Data entries
◆ ◆ ◆ ◆
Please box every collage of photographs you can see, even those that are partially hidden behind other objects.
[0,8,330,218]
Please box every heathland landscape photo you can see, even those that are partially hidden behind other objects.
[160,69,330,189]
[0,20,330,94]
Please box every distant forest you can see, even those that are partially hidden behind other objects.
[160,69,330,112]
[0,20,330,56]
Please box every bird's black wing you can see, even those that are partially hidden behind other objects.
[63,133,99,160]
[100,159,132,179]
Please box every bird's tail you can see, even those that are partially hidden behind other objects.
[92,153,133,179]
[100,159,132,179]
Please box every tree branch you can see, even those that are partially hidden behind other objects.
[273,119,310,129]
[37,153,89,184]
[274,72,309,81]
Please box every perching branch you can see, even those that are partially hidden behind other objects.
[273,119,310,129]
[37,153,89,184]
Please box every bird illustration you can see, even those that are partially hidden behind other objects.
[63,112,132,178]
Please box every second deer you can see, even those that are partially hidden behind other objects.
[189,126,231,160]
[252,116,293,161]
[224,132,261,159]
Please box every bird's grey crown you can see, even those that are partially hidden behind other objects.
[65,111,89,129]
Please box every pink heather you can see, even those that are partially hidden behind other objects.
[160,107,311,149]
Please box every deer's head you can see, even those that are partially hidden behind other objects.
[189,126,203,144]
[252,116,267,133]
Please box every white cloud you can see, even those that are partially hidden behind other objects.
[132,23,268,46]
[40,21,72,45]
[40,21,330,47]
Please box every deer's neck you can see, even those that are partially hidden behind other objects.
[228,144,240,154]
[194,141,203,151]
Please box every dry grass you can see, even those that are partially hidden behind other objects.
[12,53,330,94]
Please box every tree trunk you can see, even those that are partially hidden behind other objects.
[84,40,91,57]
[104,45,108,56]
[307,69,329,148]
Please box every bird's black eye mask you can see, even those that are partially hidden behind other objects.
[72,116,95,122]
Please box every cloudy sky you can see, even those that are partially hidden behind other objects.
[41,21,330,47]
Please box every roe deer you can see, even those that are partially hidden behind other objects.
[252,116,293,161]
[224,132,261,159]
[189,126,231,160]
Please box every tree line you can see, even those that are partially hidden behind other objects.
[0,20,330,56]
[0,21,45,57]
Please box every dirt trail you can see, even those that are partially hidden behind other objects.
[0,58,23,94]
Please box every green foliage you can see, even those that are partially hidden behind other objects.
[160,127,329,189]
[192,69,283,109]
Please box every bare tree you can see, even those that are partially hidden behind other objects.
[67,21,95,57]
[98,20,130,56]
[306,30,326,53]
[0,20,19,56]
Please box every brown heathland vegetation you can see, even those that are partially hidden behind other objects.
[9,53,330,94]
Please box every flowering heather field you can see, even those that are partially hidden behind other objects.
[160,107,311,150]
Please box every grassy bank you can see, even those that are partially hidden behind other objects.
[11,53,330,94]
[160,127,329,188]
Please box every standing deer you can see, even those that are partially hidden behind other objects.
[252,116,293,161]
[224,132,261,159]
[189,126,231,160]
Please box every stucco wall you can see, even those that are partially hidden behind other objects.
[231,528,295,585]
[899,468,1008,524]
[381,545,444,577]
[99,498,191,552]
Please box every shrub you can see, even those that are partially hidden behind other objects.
◆ ◆ ◆ ◆
Task brief »
Convert all of the records above into a Markdown table with the columns No. and Line, giving each non-blank line its own numbered row and leaving out blank lines.

Response to this task »
| No. | Line |
|---|---|
| 1 | Please box every collage of photographs you can see, even those that are partially hidden behind other objects. |
| 2 | [0,8,330,218] |
| 3 | Please box every heathland landscape photo you can see, even those that are partially hidden behind other objects. |
| 4 | [160,69,330,189] |
| 5 | [0,20,330,94] |
| 6 | Please box every distant forest you can see, even those that are partially hidden behind other objects. |
| 7 | [160,69,330,112] |
| 8 | [0,20,330,56] |
| 9 | Please box every bird's black wing you can see, even those that are partially hidden behind other objects. |
| 10 | [63,133,99,160] |
| 11 | [100,159,132,179] |
| 12 | Please box every bird's tail you can see, even those that are partially hidden behind other objects. |
| 13 | [92,153,133,179] |
| 14 | [100,159,132,179] |
| 15 | Please box every tree branch you can see, even those that are partially hidden behind other objects. |
| 16 | [273,119,310,129] |
| 17 | [37,153,89,184] |
| 18 | [274,72,309,81] |
| 19 | Please box every perching branch you can see, even those that are partially hidden behind other objects. |
| 20 | [273,119,310,129] |
| 21 | [37,153,89,184] |
| 22 | Please box every bird illustration you can see, even those that are partially hidden behind other objects. |
| 23 | [63,112,132,178] |
| 24 | Please box every second deer you can see, even those that are partially hidden behind other objects. |
| 25 | [189,126,231,160] |
| 26 | [252,116,293,161] |
| 27 | [224,132,261,159] |
| 28 | Please box every bird's grey crown you can see, even those that are partially hidden behind other objects. |
| 29 | [65,111,89,129] |
| 30 | Please box every pink heather you can see, even those that are partially hidden behind other objects. |
| 31 | [160,107,311,149] |
| 32 | Please box every deer's head you can see, even those that are partially hidden behind other objects. |
| 33 | [189,126,203,144] |
| 34 | [252,116,267,133] |
| 35 | Please box every white cloud you can see, even those that are partially hidden behind other objects. |
| 36 | [132,23,268,46] |
| 37 | [40,21,72,45] |
| 38 | [40,21,330,47] |
| 39 | Please box every deer's neck you can see, even those that are partially hidden behind other objects. |
| 40 | [228,144,240,154] |
| 41 | [194,141,203,151] |
| 42 | Please box every dry grass you can see, even those that are partially hidden behind other objects. |
| 43 | [12,53,330,94] |
| 44 | Please box every tree trunk you can see, even those that are partially hidden behind other objects. |
| 45 | [84,40,91,57] |
| 46 | [104,45,108,56] |
| 47 | [307,69,329,148] |
| 48 | Please box every bird's black eye mask you can see, even those that are partially hidden behind other objects. |
| 49 | [72,116,95,122] |
| 50 | Please box every cloudy sky you can see, even those that are partially hidden behind other objects. |
| 51 | [41,21,330,47] |
| 52 | Please box every roe deer you can see, even those that are partially hidden behind other objects. |
| 53 | [252,116,293,161] |
| 54 | [224,132,261,159] |
| 55 | [189,126,231,160] |
| 56 | Please box every tree line you can see, even those that are partially hidden behind other objects. |
| 57 | [0,20,330,56] |
| 58 | [0,21,45,57] |
| 59 | Please box every dirt trail you can see, even those that are partially hidden behind other objects. |
| 60 | [0,58,23,94] |
| 61 | Please box every green foliage you can see, even those that are partially hidden behind other objects. |
| 62 | [160,127,329,189] |
| 63 | [192,69,283,109] |
| 64 | Please box every bare tree you can see, even those that are partially hidden behind other objects. |
| 65 | [67,21,95,57] |
| 66 | [98,20,130,56] |
| 67 | [306,30,326,53] |
| 68 | [0,20,19,56] |
| 69 | Please box every brown heathland vegetation you can see, even those that are partially hidden behind other objects. |
| 70 | [9,53,330,94] |
| 71 | Please box every flowering heather field you can see, even those that are partially hidden behind other objects. |
| 72 | [160,107,311,150] |
| 73 | Please box every grassy bank you can see, even those that are partially hidden behind other objects. |
| 74 | [11,53,330,94] |
| 75 | [160,127,329,188] |
| 76 | Please box every standing deer you can see, even those that are partially hidden behind other objects. |
| 77 | [252,116,293,161] |
| 78 | [224,132,261,159] |
| 79 | [189,126,231,160] |
| 80 | Please box every stucco wall you can see, even those that are partially hidden behind other objects. |
| 81 | [231,528,295,585] |
| 82 | [899,468,1008,524] |
| 83 | [381,545,444,577] |
| 84 | [99,498,191,552] |
| 85 | Please box every shrub you can see, even those that are partially hidden behind other objects. |